**WORK REQUIRED**:
Find each line below where the word "Task" occurs, and copy it.

**DATA FOR ANALYSIS**:
____________________

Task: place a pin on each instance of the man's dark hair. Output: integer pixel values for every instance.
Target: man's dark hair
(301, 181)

____________________

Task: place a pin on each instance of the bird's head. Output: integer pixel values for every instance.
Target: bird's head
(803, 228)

____________________

**EXERCISE RESPONSE**:
Task: place a pin on each instance of the man's dark hair. Output: integer pixel values for every instance.
Task: place a pin on each instance of the bird's head. Output: integer pixel values for every instance.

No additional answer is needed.